The request:
Please pull out every line of the records below that contains the word "rear", and copy each one unchanged.

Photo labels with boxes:
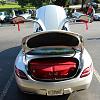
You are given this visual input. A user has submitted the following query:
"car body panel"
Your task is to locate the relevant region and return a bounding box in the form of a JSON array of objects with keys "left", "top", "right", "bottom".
[{"left": 14, "top": 5, "right": 93, "bottom": 96}]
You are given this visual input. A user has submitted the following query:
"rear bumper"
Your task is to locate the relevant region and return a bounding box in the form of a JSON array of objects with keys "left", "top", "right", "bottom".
[{"left": 15, "top": 74, "right": 92, "bottom": 96}]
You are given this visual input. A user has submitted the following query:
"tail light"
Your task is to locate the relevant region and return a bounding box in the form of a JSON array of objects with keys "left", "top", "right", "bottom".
[
  {"left": 80, "top": 65, "right": 91, "bottom": 78},
  {"left": 15, "top": 67, "right": 28, "bottom": 80},
  {"left": 28, "top": 58, "right": 78, "bottom": 80}
]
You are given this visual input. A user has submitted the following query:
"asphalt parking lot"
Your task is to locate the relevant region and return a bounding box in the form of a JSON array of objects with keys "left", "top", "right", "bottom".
[{"left": 0, "top": 21, "right": 100, "bottom": 100}]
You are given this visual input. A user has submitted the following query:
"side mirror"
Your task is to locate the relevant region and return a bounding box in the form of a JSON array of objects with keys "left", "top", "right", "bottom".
[
  {"left": 79, "top": 15, "right": 89, "bottom": 30},
  {"left": 79, "top": 15, "right": 89, "bottom": 23}
]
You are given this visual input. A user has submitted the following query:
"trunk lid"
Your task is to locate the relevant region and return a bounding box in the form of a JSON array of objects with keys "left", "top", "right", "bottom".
[{"left": 22, "top": 30, "right": 83, "bottom": 53}]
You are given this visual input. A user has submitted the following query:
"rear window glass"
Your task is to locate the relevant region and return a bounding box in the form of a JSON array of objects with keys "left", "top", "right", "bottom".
[{"left": 27, "top": 48, "right": 75, "bottom": 55}]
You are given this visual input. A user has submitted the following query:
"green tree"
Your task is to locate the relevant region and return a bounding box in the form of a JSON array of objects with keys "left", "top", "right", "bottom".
[{"left": 0, "top": 0, "right": 6, "bottom": 5}]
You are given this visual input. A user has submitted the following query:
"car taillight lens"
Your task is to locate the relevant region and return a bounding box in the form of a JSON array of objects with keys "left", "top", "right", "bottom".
[
  {"left": 80, "top": 65, "right": 91, "bottom": 78},
  {"left": 15, "top": 67, "right": 28, "bottom": 80}
]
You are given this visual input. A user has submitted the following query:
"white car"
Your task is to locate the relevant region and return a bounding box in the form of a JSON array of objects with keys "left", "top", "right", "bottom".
[
  {"left": 0, "top": 11, "right": 11, "bottom": 22},
  {"left": 14, "top": 5, "right": 93, "bottom": 96},
  {"left": 19, "top": 13, "right": 32, "bottom": 21}
]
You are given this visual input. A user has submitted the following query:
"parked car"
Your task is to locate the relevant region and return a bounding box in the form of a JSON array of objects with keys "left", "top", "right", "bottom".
[
  {"left": 93, "top": 13, "right": 100, "bottom": 21},
  {"left": 14, "top": 5, "right": 93, "bottom": 96},
  {"left": 72, "top": 12, "right": 93, "bottom": 23},
  {"left": 0, "top": 11, "right": 11, "bottom": 22},
  {"left": 19, "top": 13, "right": 32, "bottom": 21}
]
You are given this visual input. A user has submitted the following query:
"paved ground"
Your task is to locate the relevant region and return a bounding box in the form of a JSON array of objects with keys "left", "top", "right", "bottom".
[{"left": 0, "top": 22, "right": 100, "bottom": 100}]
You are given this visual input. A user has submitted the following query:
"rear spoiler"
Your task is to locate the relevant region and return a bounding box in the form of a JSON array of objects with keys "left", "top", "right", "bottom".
[{"left": 22, "top": 30, "right": 83, "bottom": 53}]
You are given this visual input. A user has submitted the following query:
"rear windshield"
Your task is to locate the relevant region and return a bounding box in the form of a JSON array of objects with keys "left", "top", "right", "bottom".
[{"left": 27, "top": 48, "right": 75, "bottom": 55}]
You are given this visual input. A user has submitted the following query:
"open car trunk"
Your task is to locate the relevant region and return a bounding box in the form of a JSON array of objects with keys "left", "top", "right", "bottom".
[
  {"left": 28, "top": 57, "right": 79, "bottom": 81},
  {"left": 22, "top": 31, "right": 82, "bottom": 81}
]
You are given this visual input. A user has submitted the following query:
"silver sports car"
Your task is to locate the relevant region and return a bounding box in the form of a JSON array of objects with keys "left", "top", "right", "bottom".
[{"left": 14, "top": 5, "right": 93, "bottom": 96}]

Solution to this exercise:
"rear bumper"
"rear window glass"
"rear spoiler"
"rear windshield"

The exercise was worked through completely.